_TASK TO COMPLETE:_ Copy out the listing that follows, exactly, without its pictures.

_PROVIDED ENTRIES:_
(begin)

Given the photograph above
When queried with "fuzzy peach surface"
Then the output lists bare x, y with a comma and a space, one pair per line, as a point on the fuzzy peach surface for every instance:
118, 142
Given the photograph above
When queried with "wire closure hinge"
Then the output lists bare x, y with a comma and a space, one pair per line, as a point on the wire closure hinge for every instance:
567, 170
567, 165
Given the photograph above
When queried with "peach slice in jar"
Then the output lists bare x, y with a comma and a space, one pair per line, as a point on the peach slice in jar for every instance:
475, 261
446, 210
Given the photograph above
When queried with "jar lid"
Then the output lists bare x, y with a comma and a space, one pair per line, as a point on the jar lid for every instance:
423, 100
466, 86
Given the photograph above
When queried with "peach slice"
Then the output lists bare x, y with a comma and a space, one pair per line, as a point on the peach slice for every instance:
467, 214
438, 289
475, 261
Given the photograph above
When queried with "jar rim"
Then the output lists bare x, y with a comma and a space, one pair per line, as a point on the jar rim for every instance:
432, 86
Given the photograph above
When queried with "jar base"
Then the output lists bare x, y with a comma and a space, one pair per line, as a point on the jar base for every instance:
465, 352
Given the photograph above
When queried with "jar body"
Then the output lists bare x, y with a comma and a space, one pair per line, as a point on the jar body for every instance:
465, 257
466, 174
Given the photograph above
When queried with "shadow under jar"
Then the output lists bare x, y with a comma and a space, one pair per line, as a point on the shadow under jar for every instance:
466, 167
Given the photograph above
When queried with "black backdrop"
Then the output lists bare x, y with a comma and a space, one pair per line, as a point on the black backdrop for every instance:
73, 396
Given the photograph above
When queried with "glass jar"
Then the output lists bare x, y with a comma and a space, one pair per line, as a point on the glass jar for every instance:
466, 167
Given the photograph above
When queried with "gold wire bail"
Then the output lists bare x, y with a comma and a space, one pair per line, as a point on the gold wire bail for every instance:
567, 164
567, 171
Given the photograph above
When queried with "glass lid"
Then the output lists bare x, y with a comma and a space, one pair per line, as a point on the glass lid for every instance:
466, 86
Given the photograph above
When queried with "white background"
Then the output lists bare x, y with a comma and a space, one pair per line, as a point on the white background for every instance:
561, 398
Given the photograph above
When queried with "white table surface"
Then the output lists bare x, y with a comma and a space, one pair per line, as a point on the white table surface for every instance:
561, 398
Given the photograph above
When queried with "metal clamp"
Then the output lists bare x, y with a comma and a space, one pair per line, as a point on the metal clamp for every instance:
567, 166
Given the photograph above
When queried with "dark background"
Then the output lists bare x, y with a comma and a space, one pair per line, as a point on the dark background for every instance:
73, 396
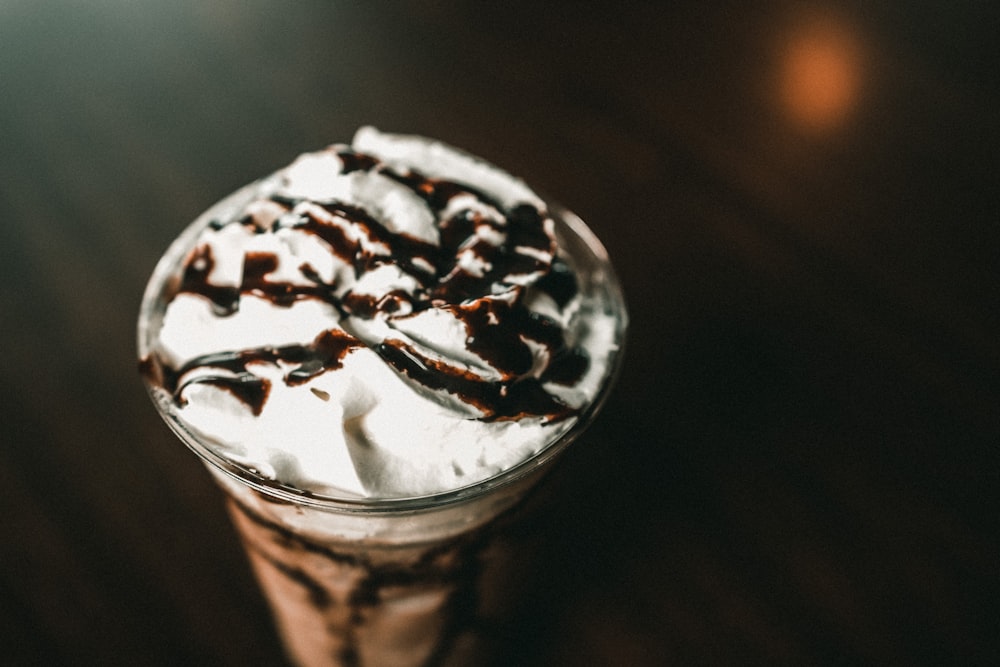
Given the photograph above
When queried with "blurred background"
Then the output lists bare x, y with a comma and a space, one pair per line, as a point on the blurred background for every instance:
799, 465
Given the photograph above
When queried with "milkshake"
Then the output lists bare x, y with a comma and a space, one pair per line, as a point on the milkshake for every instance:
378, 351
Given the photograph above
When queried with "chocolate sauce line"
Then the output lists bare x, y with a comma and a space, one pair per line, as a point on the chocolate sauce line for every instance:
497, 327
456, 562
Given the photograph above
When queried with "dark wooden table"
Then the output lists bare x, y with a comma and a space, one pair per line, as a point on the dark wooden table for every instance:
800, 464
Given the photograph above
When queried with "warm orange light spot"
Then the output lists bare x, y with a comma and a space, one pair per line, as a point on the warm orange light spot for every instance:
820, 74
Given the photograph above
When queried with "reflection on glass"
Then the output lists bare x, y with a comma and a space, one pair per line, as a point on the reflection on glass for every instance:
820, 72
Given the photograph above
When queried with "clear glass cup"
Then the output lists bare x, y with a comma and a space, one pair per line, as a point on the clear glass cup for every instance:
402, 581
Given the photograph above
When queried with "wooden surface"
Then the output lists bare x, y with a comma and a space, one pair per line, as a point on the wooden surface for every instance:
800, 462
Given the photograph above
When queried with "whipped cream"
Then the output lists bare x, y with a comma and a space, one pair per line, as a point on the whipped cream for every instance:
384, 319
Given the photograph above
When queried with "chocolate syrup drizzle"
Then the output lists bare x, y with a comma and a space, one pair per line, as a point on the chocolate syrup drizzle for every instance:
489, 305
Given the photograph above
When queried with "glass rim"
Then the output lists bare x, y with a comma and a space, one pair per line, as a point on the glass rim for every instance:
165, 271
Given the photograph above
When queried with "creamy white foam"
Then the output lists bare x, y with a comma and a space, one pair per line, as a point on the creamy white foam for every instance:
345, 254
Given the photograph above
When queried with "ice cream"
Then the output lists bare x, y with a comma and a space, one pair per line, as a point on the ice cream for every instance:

(end)

_SOLUTION TO THIS EXERCISE:_
Given the photograph above
When queried with "fuzzy peach surface"
Then the output lists bare x, y with a comma and a space, one pair per line, as a point on the fuzzy peach surface for every instance:
118, 142
Given the photograph above
When queried with "wire closure hinge"
Then the output lists bare x, y with a comma and a space, one pair per line, as a point on the wire closure hinge for every instance:
567, 170
567, 165
Given the photograph above
When queried with "peach slice in jar"
Then the output lists bare x, y with a comma and a space, one pair per line, as a point on the peach slice in jar for every instance:
475, 261
446, 210
Given the photograph above
When queried with "jar lid"
Then the output lists bare x, y with a comma and a space, one pair per line, as a point on the jar lid for every instance:
423, 100
466, 86
Given the photograph above
When queried with "peach slice"
Then the output lists bare x, y with a comma and a space, one pair per line, as a point on the peach slice for every instance:
467, 214
438, 289
475, 261
Given the photograph above
When queried with "jar rim"
Then the output lists bare x, y with a comma and a space, one pair per line, as a point on the jar rim for every instance:
432, 86
Given the photograph above
When queried with "jar base"
Then the output lists bare x, y with a comma and a space, one pair per line, as a point on the jar base for every instance:
465, 352
Given the photograph above
When queried with "jar body"
Then the output lists bare x, y with a comma and a space, one pair per line, as a point on the jar body for every instance:
465, 257
466, 174
Given the photograph above
When queried with "shadow under jar"
Then the output lists bare x, y with a comma and a space, one pair per line, as a point on the shadow under jar for every instance:
466, 167
Given the photograph above
When queried with "black backdrop"
Then the output lists bare x, y with a comma and a space, one pair per line, as a point on the black backdrop for every instance:
73, 396
Given the photograph above
When queried with "glass jar"
Then the output lists bare x, y with a comma and a space, one pair per line, as a point on the glass jar for every instance:
466, 167
Given the photograph above
When queried with "gold wire bail"
Then the output lists bare x, y with a comma and a space, one pair per line, as a point on the gold wire bail for every instance:
567, 164
567, 171
Given the photograph above
When queried with "glass lid"
Then the output lists bare x, y with a comma and a space, one pair per line, as a point on the glass lid for every instance:
466, 86
Given the photograph above
When queried with "white background"
Then the output lists bare x, y with a comma and a space, one pair per line, as a point on the white background for every instance:
561, 398
Given the photograph above
When queried with "white table surface"
Then the output lists bare x, y with a comma and a space, one pair per line, as a point on the white table surface for every instance:
561, 398
Given the photograph above
When queried with "metal clamp"
Then the output lists bare x, y with a comma and a space, one pair per line, as a point on the metal clamp for every instance:
567, 166
Given the photograph above
When queried with "dark background"
Then the output lists bare x, y with a comma and a space, one pair per line, as a point on the dark background for every instance:
73, 396
Given the photograph above
When queried with "blurred background"
Then the output lists bare x, y with a comma and a space, one pair per line, as a point on the blurred background for every instance:
799, 465
Given the photograph above
When queried with "milkshake"
Then the output lists bare x, y with a comma and a space, one pair per line, as a point on the milkshake for every instance:
378, 351
Given the photograph above
When queried with "chocolate sauce line"
Then the output lists bare x, y with a comma and a space, one pair per line, as a point on the chocolate sauce line for every instance:
497, 327
456, 562
Given the photograph above
When queried with "dark wooden table"
Then the output lists bare x, y with a comma and a space, one pair per line, as a point on the dark wooden table for every instance:
800, 464
Given the photograph above
When queried with "warm orange light spot"
Then the output lists bare x, y with a comma and a space, one pair per line, as a point on the warm orange light spot for every instance:
820, 74
Given the photograph above
When queried with "reflection on glass"
Then the output lists bare x, y with a comma and a space, one pair per line, as a point on the reflection on glass for every instance:
820, 72
Given the photograph above
When queried with "clear glass cup"
Then the output lists bare x, y with a comma and a space, one pair per line, as a point on the clear glass cup for every instance:
402, 581
Given the photograph above
When queried with "wooden surface"
Then the output lists bare x, y with a comma and a space, one pair per line, as a point on the wooden surface for every instance:
800, 462
Given the photograph above
When queried with "whipped cream"
Then the output lists bare x, y with a comma and a space, one pair per line, as a point on the whipped cream for every instance:
384, 319
Given the photograph above
When queried with "chocolate syrup drizzle"
Then the output lists bare x, y with a comma and a space, one pair per line, as a point on the chocolate syrup drizzle for every instance:
489, 305
Given the photograph above
When queried with "glass rim"
Then the output lists bare x, y with a comma and a space, one pair per line, as a point on the glass rim for every instance:
165, 271
Given the photograph above
When queried with "creamy white foam"
Then the output lists bare x, y with a comma and a space, one pair per line, as a point on the creamy white foam for every instance:
345, 254
Given the photograph above
When queried with "ice cream"
Then the output lists bare x, y with a comma and a space, one pair per line, as a point on the ice cream for every instance:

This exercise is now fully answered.